WHAT TO WORK ON
- a) Can you condense the block beginning "Member of Parliament for East Cornwall" in the Colman Rashleigh profile into a single sentence that keeps its main facts?
- b) Could you copy the Colman Rashleigh profile word for word from "Personal details" to "Robert Williams (grandfather)"?

-------- DOCUMENT

Member of Parliament for East Cornwall
- In office 1874–1880 Serving with John Tremayne
- Preceded by: Edward Brydges Willyams Sir John Salusbury-Trelawny, Bt
- Succeeded by: William Copeland Borlase Thomas Agar-Robartes

Personal details
- Born: 4 May 1819 Rickmansworth, Herefordshire, England
- Died: 27 October 1896 (aged 77)
- Political party: Liberal
- Spouse: Mary Anne Kendall ​ ​(m. 1845; died 1893)​
- Relations: Robert Williams (grandfather)
- Children: 4
- Parent(s): Sir John Rashleigh, Bt Harriet Williams Rashleigh
- Education: Eton College
- Alma mater: Trinity College, Cambridge

= Colman Rashleigh =

English politician (1819–1896)

----------------
-------- SOURCE EXCERPT

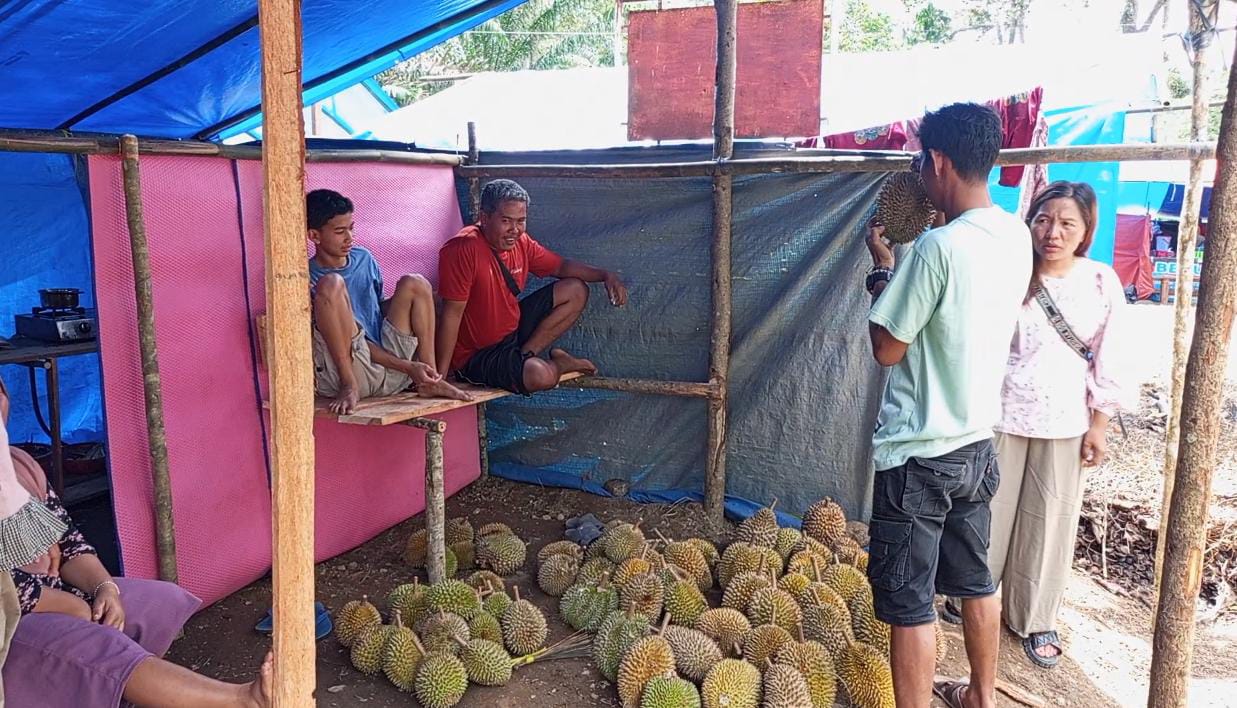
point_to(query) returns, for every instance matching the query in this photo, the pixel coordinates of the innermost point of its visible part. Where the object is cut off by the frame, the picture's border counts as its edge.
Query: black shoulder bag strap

----------------

LIST OF SOLUTIONS
- a) Member of Parliament for East Cornwall from 1874 to 1880, serving with John Tremayne; preceded by Edward Brydges Willyams and Sir John Salusbury-Trelawny, Bt, and succeeded by William Copeland Borlase and Thomas Agar-Robartes.

- b)
Personal details
- Born: 4 May 1819 Rickmansworth, Herefordshire, England
- Died: 27 October 1896 (aged 77)
- Political party: Liberal
- Spouse: Mary Anne Kendall ​ ​(m. 1845; died 1893)​
- Relations: Robert Williams (grandfather)